**GIVEN RECORDS**.
==========

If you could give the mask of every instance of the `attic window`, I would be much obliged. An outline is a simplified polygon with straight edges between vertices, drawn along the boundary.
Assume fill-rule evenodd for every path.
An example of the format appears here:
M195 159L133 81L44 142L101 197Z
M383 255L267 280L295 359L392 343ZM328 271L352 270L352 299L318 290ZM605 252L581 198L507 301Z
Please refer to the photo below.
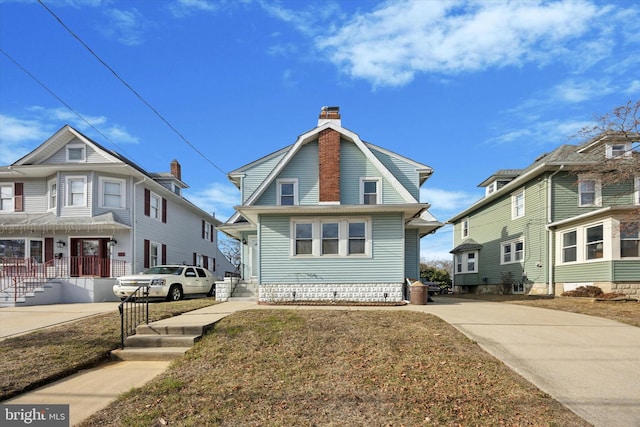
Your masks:
M82 144L67 145L67 161L68 162L84 162L86 161L85 146Z
M607 159L619 159L631 155L631 143L607 144Z

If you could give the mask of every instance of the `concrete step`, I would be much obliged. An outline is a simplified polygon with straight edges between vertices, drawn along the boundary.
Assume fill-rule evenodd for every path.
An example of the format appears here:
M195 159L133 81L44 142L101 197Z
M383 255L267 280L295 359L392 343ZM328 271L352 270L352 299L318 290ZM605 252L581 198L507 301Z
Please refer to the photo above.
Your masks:
M184 356L191 347L124 348L113 350L111 360L167 361Z
M131 335L124 340L124 348L190 347L201 335Z
M136 335L204 335L213 325L139 325Z

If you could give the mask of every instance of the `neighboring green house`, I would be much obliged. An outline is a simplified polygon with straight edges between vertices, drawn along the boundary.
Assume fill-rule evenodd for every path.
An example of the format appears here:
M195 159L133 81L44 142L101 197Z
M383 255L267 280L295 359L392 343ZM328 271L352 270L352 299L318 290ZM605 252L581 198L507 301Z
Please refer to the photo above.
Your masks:
M399 302L420 277L420 238L442 226L419 202L432 173L325 107L293 145L229 173L241 205L218 229L242 242L259 301Z
M640 296L640 171L610 186L581 173L630 161L634 137L562 145L480 183L485 197L448 220L455 290L560 295L593 285Z

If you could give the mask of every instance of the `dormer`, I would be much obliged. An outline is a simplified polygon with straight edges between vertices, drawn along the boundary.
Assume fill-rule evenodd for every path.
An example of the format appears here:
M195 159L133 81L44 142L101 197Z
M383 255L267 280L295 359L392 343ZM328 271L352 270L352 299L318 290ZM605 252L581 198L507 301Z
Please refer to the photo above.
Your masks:
M478 187L484 187L484 195L487 197L513 181L520 173L520 169L499 170L478 184Z

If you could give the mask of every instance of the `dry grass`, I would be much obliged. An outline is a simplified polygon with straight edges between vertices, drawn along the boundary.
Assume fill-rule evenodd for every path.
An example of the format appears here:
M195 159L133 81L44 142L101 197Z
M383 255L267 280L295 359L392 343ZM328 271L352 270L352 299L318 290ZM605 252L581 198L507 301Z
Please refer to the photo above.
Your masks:
M252 310L85 426L585 426L442 320Z
M149 317L160 320L215 303L215 298L152 303ZM117 311L0 341L0 401L96 366L119 345Z
M627 325L640 327L640 302L596 300L594 298L573 297L535 297L527 295L476 295L459 294L448 298L480 299L484 301L507 302L531 307L549 308L552 310L570 311L572 313L587 314L603 317Z

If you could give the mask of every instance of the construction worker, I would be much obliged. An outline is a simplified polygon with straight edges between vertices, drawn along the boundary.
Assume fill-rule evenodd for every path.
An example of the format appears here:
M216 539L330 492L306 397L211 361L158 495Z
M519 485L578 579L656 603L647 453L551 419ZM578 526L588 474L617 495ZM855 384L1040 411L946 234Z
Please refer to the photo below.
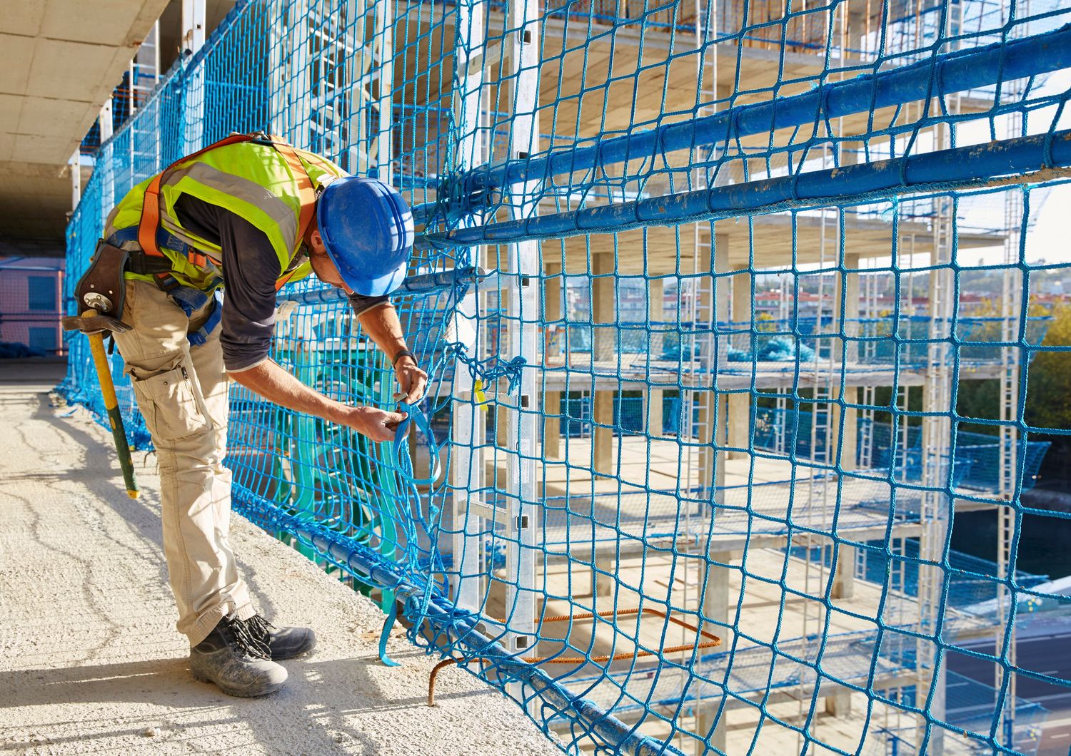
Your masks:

==========

**WHAT IS EXPECTED**. Copy the records word for word, starting at the beginning and ending with the line that contains "M640 296L640 171L610", including that line. Leave the pictures out of your copy.

**EXERCISE RESPONSE**.
If you could give the mask of every instance of the `attic window`, I would be much obliged. An outline is a simplified polygon with straight edges between vertices, drawn along the boundary.
Assume fill-rule evenodd for every path.
An example of the format appears here:
M195 159L133 81L44 142L101 197Z
M383 255L267 280L295 359L392 343ZM328 271L352 270L352 299L318 290ZM605 252L581 198L507 301Z
Please refer to the photo below.
Your masks:
M82 144L67 145L67 161L68 162L84 162L86 161L85 146Z
M607 159L619 159L631 155L631 143L607 144Z

If you could give the mask of every instance of the `concrete step`, I would be much obliged. An outline is a simplified polygon with straight edges between vertices, drawn along the boundary.
Assume fill-rule evenodd for every path.
An example of the format appears here:
M195 159L133 81L44 142L101 197Z
M383 255L267 280L295 359L392 343ZM328 271L352 270L352 299L318 290ZM605 252L581 198L507 301Z
Please refer to the photo above.
Your masks:
M184 356L191 347L124 348L113 350L111 360L167 361Z
M131 335L124 340L124 348L190 347L201 335Z
M136 335L204 335L213 325L139 325Z

If you could give the mask of every instance of the `neighboring green house`, I would be much obliged. An outline is a simplified polygon with straight edges between vertices, drawn along the boundary.
Assume fill-rule evenodd for every path.
An example of the format appears here:
M195 159L133 81L44 142L101 197Z
M383 255L267 280L295 359L392 343ZM328 271L352 270L352 299L318 290ZM605 252L581 198L507 301Z
Please refer to the photo above.
Your masks:
M399 302L420 277L420 238L442 226L419 202L432 173L325 107L293 145L229 173L241 205L218 229L242 242L259 301Z
M640 296L640 171L610 186L581 173L630 161L634 137L562 145L480 183L485 197L448 220L455 290L560 295L593 285Z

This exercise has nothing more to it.